Information given:
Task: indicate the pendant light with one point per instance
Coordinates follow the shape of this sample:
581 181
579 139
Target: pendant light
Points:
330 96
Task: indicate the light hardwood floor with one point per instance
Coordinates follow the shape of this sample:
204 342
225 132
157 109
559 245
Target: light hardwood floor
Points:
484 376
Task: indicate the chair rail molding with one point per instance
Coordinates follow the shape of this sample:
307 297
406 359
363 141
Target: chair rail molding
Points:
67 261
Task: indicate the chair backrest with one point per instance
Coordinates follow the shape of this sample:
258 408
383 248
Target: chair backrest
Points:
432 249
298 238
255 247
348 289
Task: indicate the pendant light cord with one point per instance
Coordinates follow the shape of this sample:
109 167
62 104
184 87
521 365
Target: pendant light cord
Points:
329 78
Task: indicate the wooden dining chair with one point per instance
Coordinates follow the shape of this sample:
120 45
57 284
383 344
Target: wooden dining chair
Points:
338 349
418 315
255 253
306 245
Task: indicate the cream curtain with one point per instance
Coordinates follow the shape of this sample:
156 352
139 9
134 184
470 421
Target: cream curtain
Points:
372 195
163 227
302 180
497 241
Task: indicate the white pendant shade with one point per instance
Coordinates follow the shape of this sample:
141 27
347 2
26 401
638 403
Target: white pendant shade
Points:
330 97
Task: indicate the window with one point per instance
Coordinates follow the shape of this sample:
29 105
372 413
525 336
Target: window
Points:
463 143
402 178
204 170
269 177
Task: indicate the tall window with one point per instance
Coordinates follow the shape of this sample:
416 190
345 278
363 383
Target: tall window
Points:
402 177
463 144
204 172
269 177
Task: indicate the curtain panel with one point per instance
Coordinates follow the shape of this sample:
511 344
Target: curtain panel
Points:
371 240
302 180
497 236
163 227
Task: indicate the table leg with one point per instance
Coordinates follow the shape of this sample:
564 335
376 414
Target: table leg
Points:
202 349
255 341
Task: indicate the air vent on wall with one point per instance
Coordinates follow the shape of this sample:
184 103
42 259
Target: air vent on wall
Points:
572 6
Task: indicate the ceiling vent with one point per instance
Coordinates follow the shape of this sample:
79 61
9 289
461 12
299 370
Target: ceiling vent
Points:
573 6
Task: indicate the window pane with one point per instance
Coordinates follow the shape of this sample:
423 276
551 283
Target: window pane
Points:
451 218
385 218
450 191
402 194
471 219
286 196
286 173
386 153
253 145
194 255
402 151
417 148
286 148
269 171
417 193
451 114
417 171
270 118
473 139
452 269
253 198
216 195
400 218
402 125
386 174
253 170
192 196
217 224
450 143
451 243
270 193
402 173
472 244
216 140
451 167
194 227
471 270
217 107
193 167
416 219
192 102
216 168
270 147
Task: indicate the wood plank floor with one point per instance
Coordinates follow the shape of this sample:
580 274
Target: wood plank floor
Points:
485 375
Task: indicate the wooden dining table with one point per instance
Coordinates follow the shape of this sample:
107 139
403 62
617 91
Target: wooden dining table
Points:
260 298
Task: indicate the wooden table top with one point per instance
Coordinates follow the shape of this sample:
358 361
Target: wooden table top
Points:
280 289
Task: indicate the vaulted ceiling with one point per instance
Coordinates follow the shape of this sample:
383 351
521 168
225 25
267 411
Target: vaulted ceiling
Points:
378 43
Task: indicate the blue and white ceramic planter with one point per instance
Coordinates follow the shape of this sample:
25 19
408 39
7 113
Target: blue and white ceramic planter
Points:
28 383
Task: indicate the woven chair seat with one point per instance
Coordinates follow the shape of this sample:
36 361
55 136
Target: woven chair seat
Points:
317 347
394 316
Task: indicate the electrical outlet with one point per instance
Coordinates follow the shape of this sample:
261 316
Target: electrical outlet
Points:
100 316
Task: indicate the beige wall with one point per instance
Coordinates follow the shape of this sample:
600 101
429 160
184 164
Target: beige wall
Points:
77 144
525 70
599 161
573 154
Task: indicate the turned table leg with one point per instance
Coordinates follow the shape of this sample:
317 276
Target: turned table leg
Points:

Problem description:
Transcribe each entry exactly.

Task result:
Task: indicate the pendant light with one point per instance
Coordinates follow the shape of this sample:
581 181
579 139
Target: pendant light
Points:
330 96
Task: indicate the light hardwood floor with one point per instance
Coordinates follow the shape of this sample:
204 342
225 132
157 109
559 245
Target: light hardwood floor
Points:
484 376
Task: indicate the chair rail molding with one point per instance
Coordinates follow the shape of this sample:
307 297
406 359
363 141
Target: chair rail molding
Points:
67 261
Task: indicate the chair backrest with one point per instance
Coordinates follow the shape of this sample:
258 408
383 248
Target: chair backrest
Points:
432 249
298 238
255 247
348 289
Task: indicate the pendant light cord with one point per instance
Coordinates follow the shape of this sample:
109 167
62 104
184 87
521 365
Target: pendant light cord
Points:
329 78
Task: indicate the wooden dining chair with one point per instance
Coordinates follow the shape of this sample:
120 45
57 284
383 344
Target: wooden dining chair
Points:
338 349
418 315
255 253
306 245
Task: indicate the cream curtain with one point per instance
Coordinates follow the shape of this sample:
156 352
139 9
134 184
470 421
Target: cream curtain
Points:
372 195
163 227
302 180
497 241
Task: indicate the white pendant shade with one point per instance
Coordinates follow the shape of this sample:
141 27
347 2
26 401
638 403
Target: white pendant shade
Points:
330 97
Task: indicate the window with one point per instance
Coordinates follow the shape of this sample:
29 105
372 413
525 336
Target: window
Points:
463 143
402 178
204 170
269 177
Task: indicate the tall window with one point per instance
Coordinates follow the shape of this sample:
416 190
345 278
363 383
Target: tall window
Points:
402 177
463 144
204 172
269 177
Task: indicate the curtain panel with one point per instance
Coordinates follow the shape of this sample:
511 344
Target: curtain panel
Points:
371 240
302 180
497 236
163 227
Task: indicate the table leg with one point per instance
Coordinates follow the shape of this sample:
564 335
376 414
Target: table leg
Points:
202 349
255 341
Task: indicate the air vent on wall with one point per instance
Coordinates follow the shape of this sample:
184 103
42 259
Target: air vent on wall
Points:
572 6
Task: indicate the ceiling vent with one point per instance
Coordinates follow the shape of this sample:
79 61
9 289
461 12
299 370
Target: ceiling vent
Points:
573 6
Task: indicate the window pane with one point per instance
Coordinates follow the shape of this sample:
423 276
551 283
Target: window pane
Points:
451 218
385 218
450 191
402 194
471 219
286 196
286 173
386 153
253 145
194 255
402 151
417 148
286 148
269 171
417 193
451 114
417 171
270 118
473 139
452 269
253 198
216 195
400 218
402 125
386 174
253 170
192 196
217 224
450 143
451 243
270 193
402 173
472 244
216 140
451 167
194 227
471 270
217 107
193 167
416 219
192 102
216 168
270 147
Task: indicate the wood plank floor with one point per instance
Coordinates follow the shape of this sample:
580 274
Target: wood plank floor
Points:
485 375
Task: indicate the wooden dining table with one point per instance
Coordinates follow the shape of this sample:
107 139
403 62
617 91
Target: wooden dining table
Points:
260 298
Task: indicate the wooden table top with one point per instance
Coordinates follow the shape of this sample:
358 361
Target: wooden table top
Points:
280 289
Task: indicate the vaulted ceiling with one point per instance
Coordinates follow the shape of this sample:
383 351
521 168
225 25
267 411
Target: vaulted ceiling
Points:
378 43
Task: indicate the blue and white ceramic planter with one point per instance
Coordinates follow the shape of this sample:
25 19
408 39
7 113
Target: blue and white ceramic planter
Points:
28 383
Task: indicate the woven chair seat with one point per instance
Coordinates follow the shape of this sample:
36 361
55 136
Target: woven chair seat
Points:
317 347
394 316
Task: indicate the electrical outlet with one point per instance
Coordinates follow the shape of this sample:
261 316
Target: electrical outlet
Points:
100 316
Task: indicate the beige wall with one point per instance
Coordinates follow the shape of this sample:
600 101
429 160
184 164
Target: beige wall
Points:
77 144
525 70
599 161
573 154
Task: indicate the turned table leg with one point per instance
Coordinates follow the shape of this sample:
317 276
Target: turned table leg
Points:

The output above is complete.